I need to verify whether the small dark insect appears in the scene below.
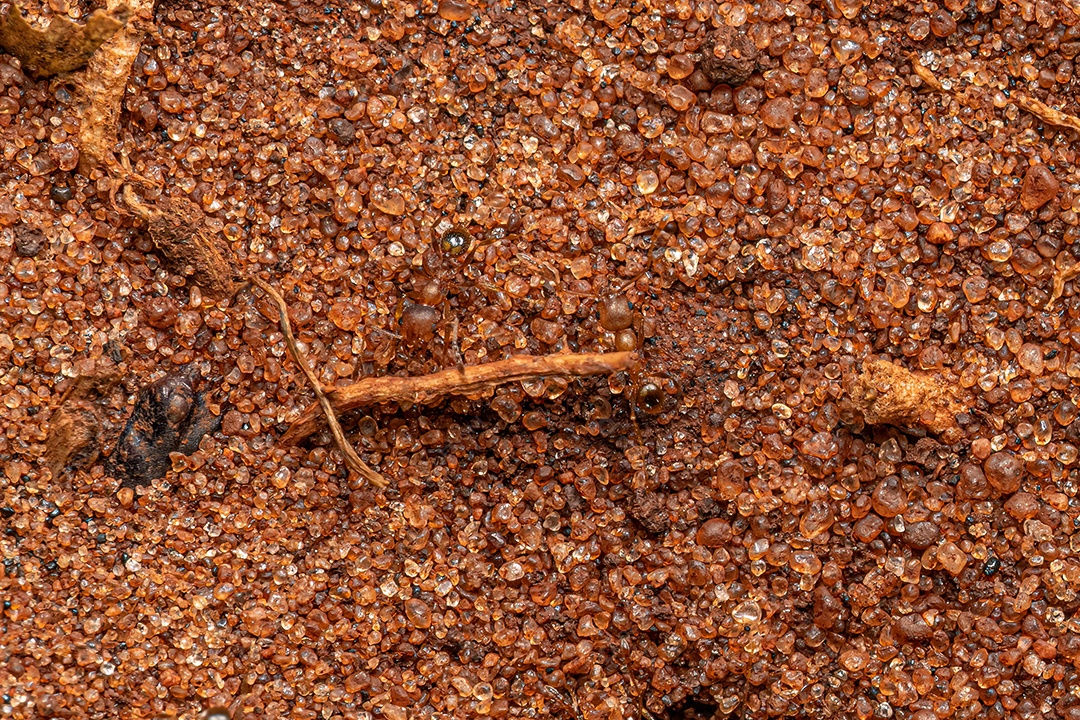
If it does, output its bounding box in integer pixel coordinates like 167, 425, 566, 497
106, 366, 221, 487
637, 381, 664, 415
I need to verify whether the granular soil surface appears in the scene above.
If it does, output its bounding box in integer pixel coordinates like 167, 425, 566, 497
0, 0, 1080, 720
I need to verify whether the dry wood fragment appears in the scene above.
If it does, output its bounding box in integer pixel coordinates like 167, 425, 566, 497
248, 275, 387, 488
1012, 93, 1080, 132
282, 352, 635, 444
910, 55, 1080, 132
73, 0, 154, 174
0, 3, 131, 78
123, 185, 237, 299
1045, 262, 1080, 310
45, 356, 123, 478
849, 359, 966, 442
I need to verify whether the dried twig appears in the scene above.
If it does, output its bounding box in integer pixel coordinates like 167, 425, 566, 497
1012, 93, 1080, 132
123, 185, 235, 299
282, 352, 635, 444
1045, 262, 1080, 310
848, 359, 966, 437
0, 2, 131, 78
72, 0, 154, 174
248, 275, 387, 488
910, 55, 1080, 132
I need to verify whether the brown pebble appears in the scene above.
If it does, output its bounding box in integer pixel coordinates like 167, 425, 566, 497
851, 514, 885, 543
1020, 163, 1061, 210
401, 304, 438, 345
117, 488, 135, 507
892, 612, 934, 642
15, 225, 48, 258
405, 598, 431, 630
596, 295, 634, 331
937, 542, 968, 576
699, 25, 759, 85
903, 520, 941, 551
144, 297, 180, 329
438, 0, 472, 23
813, 585, 843, 630
956, 462, 990, 500
1005, 492, 1039, 520
698, 517, 731, 547
983, 450, 1024, 494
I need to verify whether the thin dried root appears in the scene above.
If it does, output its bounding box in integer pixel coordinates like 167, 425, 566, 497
281, 352, 636, 444
0, 2, 131, 78
247, 275, 388, 488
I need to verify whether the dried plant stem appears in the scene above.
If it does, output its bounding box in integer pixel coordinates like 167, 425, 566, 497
1013, 93, 1080, 131
912, 55, 1080, 132
247, 275, 388, 488
282, 352, 636, 444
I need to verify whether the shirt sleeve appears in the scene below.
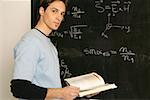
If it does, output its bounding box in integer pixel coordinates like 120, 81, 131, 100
13, 39, 40, 81
10, 79, 47, 100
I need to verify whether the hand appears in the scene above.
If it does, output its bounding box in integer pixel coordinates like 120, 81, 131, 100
86, 92, 100, 98
62, 86, 80, 100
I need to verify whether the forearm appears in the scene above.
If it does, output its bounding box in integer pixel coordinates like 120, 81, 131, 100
11, 80, 47, 100
45, 88, 63, 99
46, 86, 80, 100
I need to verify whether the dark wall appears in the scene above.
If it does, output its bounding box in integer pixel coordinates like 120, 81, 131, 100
31, 0, 150, 100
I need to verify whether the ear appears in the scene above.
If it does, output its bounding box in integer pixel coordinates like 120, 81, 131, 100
39, 7, 44, 15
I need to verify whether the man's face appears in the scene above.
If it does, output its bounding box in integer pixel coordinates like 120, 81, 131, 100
41, 0, 66, 30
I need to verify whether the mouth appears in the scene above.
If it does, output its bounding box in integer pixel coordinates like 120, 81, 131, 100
54, 22, 59, 26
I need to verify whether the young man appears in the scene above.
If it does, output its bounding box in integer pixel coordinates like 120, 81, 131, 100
11, 0, 79, 100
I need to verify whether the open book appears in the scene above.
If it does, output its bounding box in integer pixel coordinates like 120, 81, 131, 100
65, 72, 117, 97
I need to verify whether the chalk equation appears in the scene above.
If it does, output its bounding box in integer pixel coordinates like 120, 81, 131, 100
64, 25, 88, 39
101, 13, 131, 39
95, 0, 131, 39
83, 47, 135, 63
95, 0, 131, 16
60, 59, 72, 78
67, 6, 86, 19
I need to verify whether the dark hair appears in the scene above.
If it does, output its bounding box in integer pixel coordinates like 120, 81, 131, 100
40, 0, 67, 10
33, 0, 67, 27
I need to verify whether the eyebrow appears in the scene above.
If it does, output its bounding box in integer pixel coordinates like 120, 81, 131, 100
51, 7, 65, 13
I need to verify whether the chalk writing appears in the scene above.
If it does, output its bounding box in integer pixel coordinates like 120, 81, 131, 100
64, 25, 87, 39
60, 59, 72, 78
119, 47, 135, 63
95, 0, 131, 16
101, 13, 131, 39
67, 6, 85, 18
83, 47, 135, 63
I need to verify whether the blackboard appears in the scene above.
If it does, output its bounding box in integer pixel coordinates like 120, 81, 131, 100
31, 0, 150, 100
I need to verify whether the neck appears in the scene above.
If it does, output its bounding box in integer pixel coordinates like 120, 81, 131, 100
35, 22, 52, 36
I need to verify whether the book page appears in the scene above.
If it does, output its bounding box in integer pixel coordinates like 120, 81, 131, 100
79, 84, 117, 97
65, 72, 105, 91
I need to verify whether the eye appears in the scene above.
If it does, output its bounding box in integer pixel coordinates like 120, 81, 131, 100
52, 9, 58, 13
61, 12, 65, 16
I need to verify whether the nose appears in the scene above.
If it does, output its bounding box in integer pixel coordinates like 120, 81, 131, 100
56, 13, 63, 22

## Instructions to follow
Copy the material word for word, from the line containing "I need to verify whether the young" to the line containing "51, 7, 65, 13", including both of those lines.

## Full answer
I need to verify whether the young man appears in the scene above.
If it does, output its bounding box in integer pixel coordinates like 120, 81, 131, 100
11, 0, 79, 100
I need to verify whether the open book appears in the scene above.
If it does, output its bounding box in integer pixel coordinates like 120, 81, 131, 100
65, 72, 117, 97
I need to verify whether the chalk equation appears in the scene above.
If it does, output its bounding box in integer pixel coordinates like 120, 81, 131, 100
64, 25, 88, 39
101, 13, 131, 39
95, 0, 131, 39
83, 47, 135, 63
95, 0, 131, 16
60, 59, 72, 78
67, 6, 86, 19
I need to verify whether the dark hair appears in the scene above.
If it does, output its bounding box in integer pixel coordinates like 120, 81, 131, 100
40, 0, 67, 10
33, 0, 67, 27
I need to verify whether the eyebrow appears in the scene above.
If it does, output its bounding box in integer pixel coordinates like 120, 81, 131, 100
51, 7, 65, 13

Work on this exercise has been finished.